§ Brief: I would like every record printed again, exactly as shown.

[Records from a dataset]
---*---

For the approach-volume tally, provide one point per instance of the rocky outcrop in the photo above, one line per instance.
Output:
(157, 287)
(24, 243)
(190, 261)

---*---

§ Answer space:
For the approach-volume tally, provide one point per instance of the rocky outcrop in the photo above, one line per instance.
Output:
(157, 287)
(24, 243)
(190, 261)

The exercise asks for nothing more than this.